(Image location labeling entries)
====

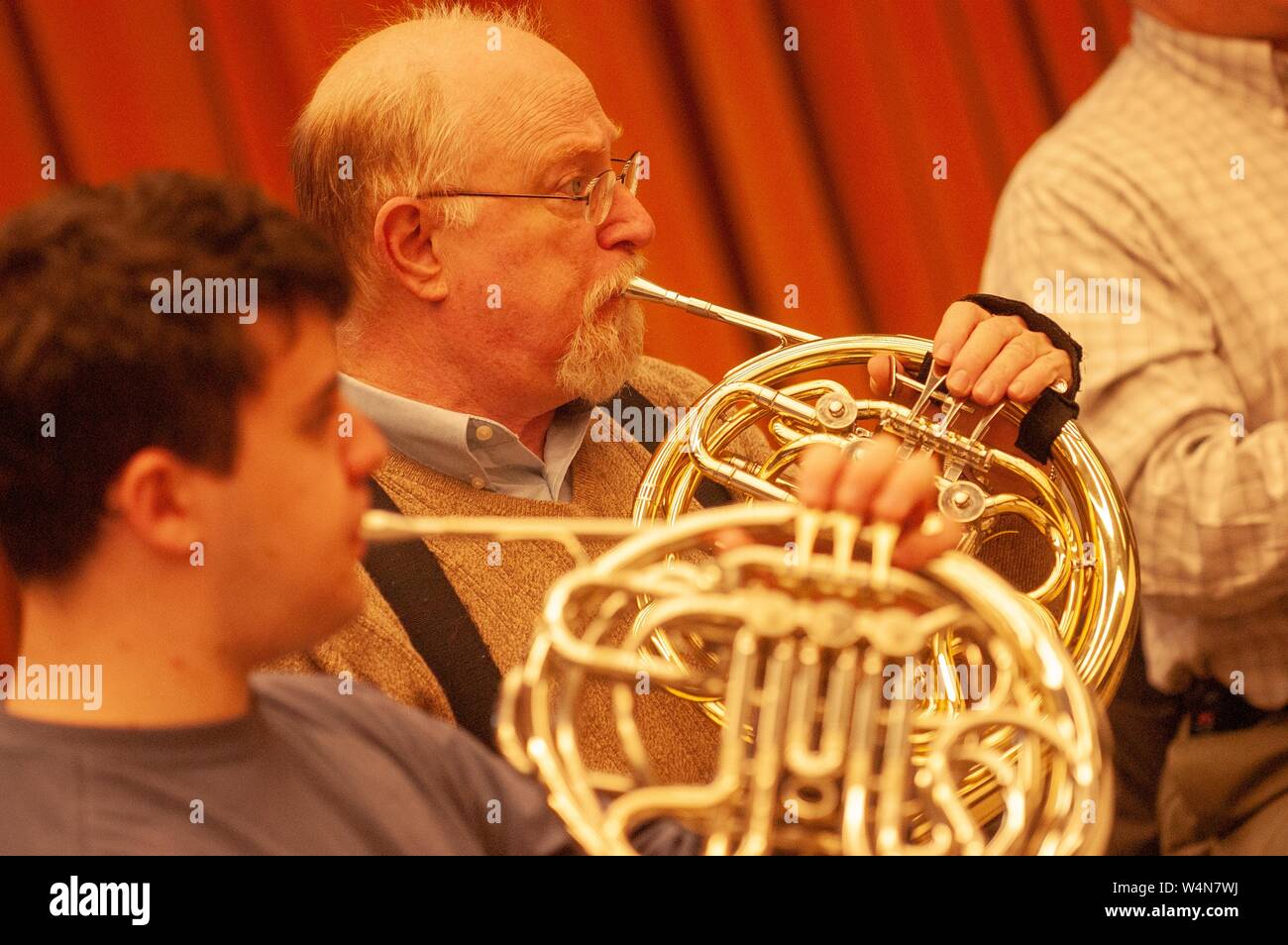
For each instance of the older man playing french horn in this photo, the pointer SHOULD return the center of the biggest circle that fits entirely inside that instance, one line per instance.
(477, 172)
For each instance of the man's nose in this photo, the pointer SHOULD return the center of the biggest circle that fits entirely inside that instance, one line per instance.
(629, 224)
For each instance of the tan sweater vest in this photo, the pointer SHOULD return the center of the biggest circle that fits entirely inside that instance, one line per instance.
(503, 599)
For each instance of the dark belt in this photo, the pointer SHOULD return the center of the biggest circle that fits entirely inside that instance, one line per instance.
(1212, 707)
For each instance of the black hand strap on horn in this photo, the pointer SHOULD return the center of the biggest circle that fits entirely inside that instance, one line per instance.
(708, 493)
(412, 582)
(1047, 415)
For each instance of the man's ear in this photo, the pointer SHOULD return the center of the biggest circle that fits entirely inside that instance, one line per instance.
(404, 241)
(156, 497)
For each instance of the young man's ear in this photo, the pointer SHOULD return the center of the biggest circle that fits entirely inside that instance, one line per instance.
(156, 497)
(404, 241)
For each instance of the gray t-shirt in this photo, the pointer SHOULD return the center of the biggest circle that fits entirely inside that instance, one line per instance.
(308, 770)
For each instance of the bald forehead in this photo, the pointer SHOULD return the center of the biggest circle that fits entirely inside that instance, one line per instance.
(526, 98)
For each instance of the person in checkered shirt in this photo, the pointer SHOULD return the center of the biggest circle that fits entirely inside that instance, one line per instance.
(1151, 223)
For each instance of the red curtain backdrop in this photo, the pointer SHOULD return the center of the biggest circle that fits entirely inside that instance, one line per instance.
(771, 167)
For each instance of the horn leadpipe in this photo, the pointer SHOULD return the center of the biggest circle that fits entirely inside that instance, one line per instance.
(651, 291)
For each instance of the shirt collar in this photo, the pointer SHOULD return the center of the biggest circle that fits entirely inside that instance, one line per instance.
(1243, 68)
(472, 448)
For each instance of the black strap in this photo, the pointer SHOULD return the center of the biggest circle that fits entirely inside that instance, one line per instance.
(412, 580)
(1047, 415)
(708, 492)
(1051, 411)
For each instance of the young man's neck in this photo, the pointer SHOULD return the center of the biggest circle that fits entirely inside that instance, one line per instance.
(160, 667)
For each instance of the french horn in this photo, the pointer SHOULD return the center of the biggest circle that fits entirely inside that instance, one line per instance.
(829, 748)
(1056, 531)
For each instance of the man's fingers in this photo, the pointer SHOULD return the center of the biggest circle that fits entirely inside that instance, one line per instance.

====

> **Exercise brief**
Starting at the beginning of the records and ending with the line that contains "(1212, 707)", write those lines out again with "pointer" changed to "cursor" and nothing else altered. Leave the pictures out.

> **Task answer**
For each instance of the older man playing french horn in this photo, the cursor SHOULD return the center of the biggest circle that fits entirely inside that instance, one line per instance.
(477, 172)
For each instance of the man's nose in this photo, the cursor SHOULD return the center of the biggest circle that fits entirely inside that instance, one line per instance.
(629, 224)
For each instance of the tan sweater vest in this photo, the cursor SHOULD return the center of the biggest circle that fits entirely inside that instance, one line per instance.
(503, 599)
For each instance of the dark belt in this photo, the cursor SHOULD return the center of the biggest circle that fits entirely inside that instance, one line per instance.
(1212, 707)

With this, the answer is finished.